» **SELECTED EXCERPT**:
A new anti-climate leader
Dan Bongino, a climate denier who spread the Texas wind energy lie, is gearing up to take Rush Limbaugh's place today.

Rush Limbaugh’s death in February left a deep hole where some of America’s most influential climate disinformation used to be. That hole will start being filled today, as far-right Fox News pundit Dan Bongino steps in to take Limbaugh’s place.


Bongino, who in 2018 declared his life mission as “owning the libs,” is already an popular purveyor of general disinformation. His Facebook page, The Bongino Report, regularly boosts false claims of election fraud, among other things.
Though the page only has about 135,000 followers, these posts “consistently land among the site’s top posts and outperform mainstream news outlets like The New York Times, CNN and Fox News,” reports Forbes. That’s in part because Facebook’s algorithim rewards misleading content from conservative creators, as Wired reported in March:
According to researchers at the Cybersecurity for Democracy project at New York University, far-right purveyors of misinformation have by far the highest levels of engagement per follower compared to any other category of news source. Indeed, the researchers found that while left-leaning and centrist publications get much less engagement if they publish misinformation, the relationship is reversed on the far right, where news organizations that regularly publish false material get up to 65 percent more engagement than ones that don’t.
Bongino is about to be rewarded even further with his new radio show. Though it’s yet unclear exactly how many of the 600 stations that once ran Limbaugh’s show will pick up Bongino’s, the opportunity to pick up some of Limbaugh’s 15 million regular listeners is large. In addition, earlier this month, Fox News also announced that it would start airing a new show on Saturday nights lead by Bongino, called “The Big Saturday Show.”
Bongino is thus well-positioned to soon become one of the most influential sources of right-wing disinformation in America. Here’s what we can expect on climate front.
Less flagrant denial, more insulting liberals
Bongino is a straight-up climate denier, and for the most part, is not particularly shy about it. “These climate change alarmists have been wrong about just about everything. All their charts have been debunked,” he said on Fox in 2019. “The climate’s been relatively stable. There’s not any evidence that storms are out of control. All this stuff is made up.”

» **PROBLEMS TO WORK ON**:
[1] In the article about Dan Bongino, how many followers does his Facebook page, The Bongino Report, have?
[2] Extend the article about Dan Bongino, continuing from its last sentence.

» **PROVIDED MATERIAL**:
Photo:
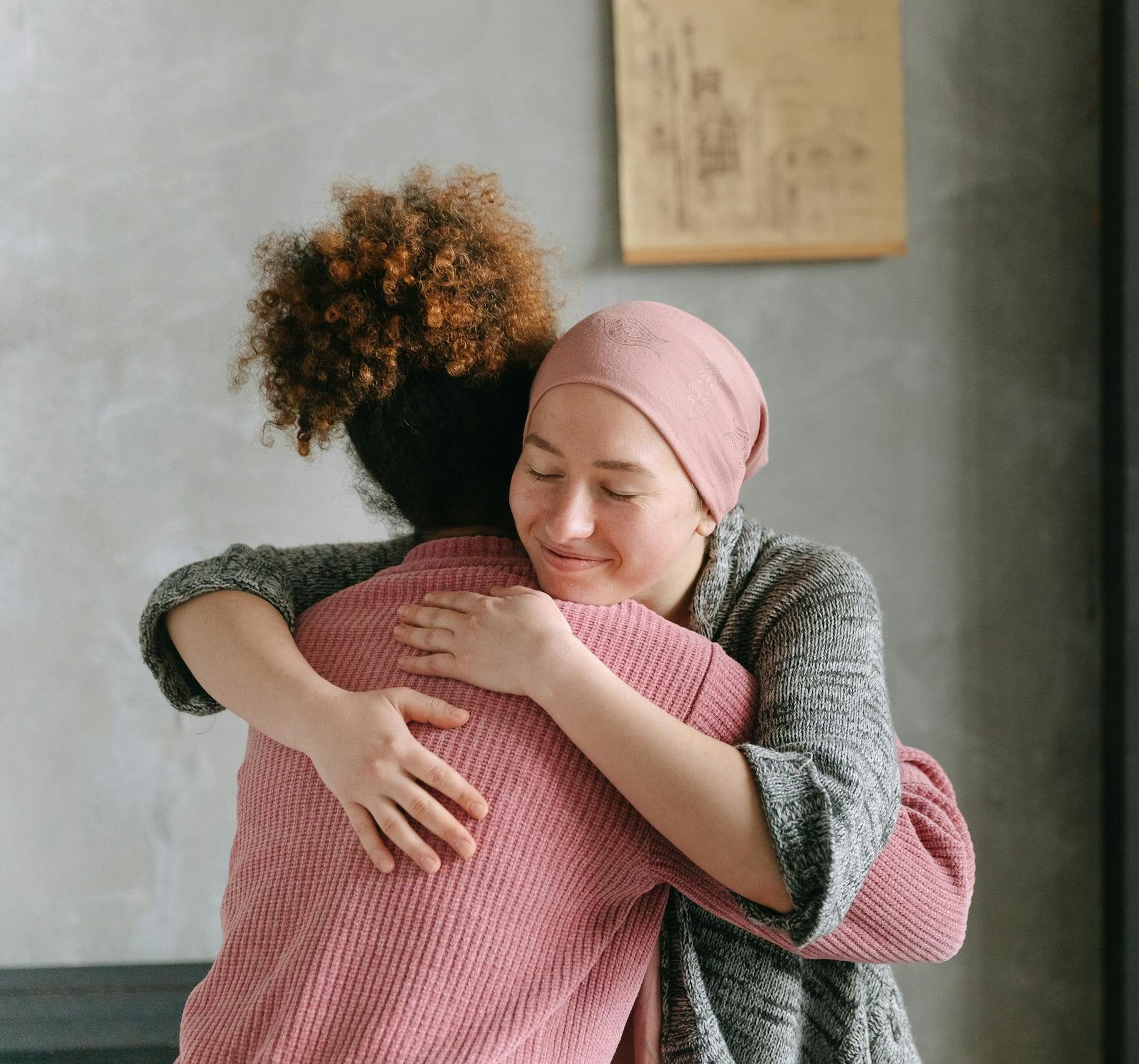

» **REPLIES**:
[1] About 135,000

[2]
But just like the fossil fuel industry, Bongino’s anti-climate policy talking points lately have moved further away from flagrant denial. Instead, they promote more insidious falsehoods— like that wind energy was a significant contributor to deadly blackouts in Texas following February’s deep freeze, and that liberals were trying to cover it up.
Bongino delved into that subject specifically for a February episode of his podcast, which he began by strongly defending the quality of his own information regarding “What really happened with Texas and the energy system failures there.” “I never want to be first if I don’t have the facts,” he said. “I’m tired of the lies.”
Bongino went on to disparage “These filthy people on the left who can never ever tell the truth,” like MSNBC’s Chris Hayes, who he called a “sick little turd” for debunking Texas Republican officials’ prolific claims that wind energy was the culprit of Texas’s woes. Bongino did admit that natural gas and nuclear energy failed as well. But he said wind turbines had failed, too, and the only reason liberals were mad that Republicans were pointing it out was because they had to “protect their golden calf.”
He said liberals were taking “advantage of an ongoing tragedy to score cheap political points,” and added: “The hacks at Facebook and soviet fact-checkers will ding this segment because the facts trouble them.”
In reality, the blackouts in Texas were caused not by any particular power source, but by Texas’s failure to prepare for climate change-fueled extreme weather. In order to protect their “golden calf”—fossil fuels—Republican officials publicly sought to place the majority of the blame for Texas’s blackouts on wind reliability. Practically every major news outlet in the country debunked that lie, an attempt to use a tragedy to score political points.
Still, Bongino adopted wholesale the argument made by the Wall Street Journal’s editorial board, which was that the only reason nuclear and gas failed during the deep freeze was because it was trying to make up for the gaps in wind power. Ironically, that editorial was debunked by the journal’s own news section.

Green New Deal-bashing, arguments for human dominion
Here are some other trademark Bongino climate claims that we can expect to proliferate on conservative talk radio and Fox News as his profile continues to rise:
People who compare the challenge of climate change to World War II are participating in the “Moron Olympics.”
The Green New Deal is “outrageous,” “ridiculous,” and “expensive.” It looks “like it was conceived by a high schooler” and “proofread by a bartender.” It’s also not actually about climate change at all. It’s a “bad joke.”
“The climate changes all the time. Temperatures have been flat for 18 years.”
“We should care about the environment. It’s the right thing to do, if you’re really a God-loving person. But God gave us the world, not the other way around.”
“The Left is the one destroying their own credibility. Because ironically there are a lot of Republicans, me included, who are absolutely open to a conversation about a cleaner, better future, just not with a bunch of lunatics telling me the world is going to blow up.”
Moving forward, it’ll be interesting to see which advertisers are willing to sponsor claims like these. Bongino’s interview with Trump airs at noon EST. So, you know. Right now.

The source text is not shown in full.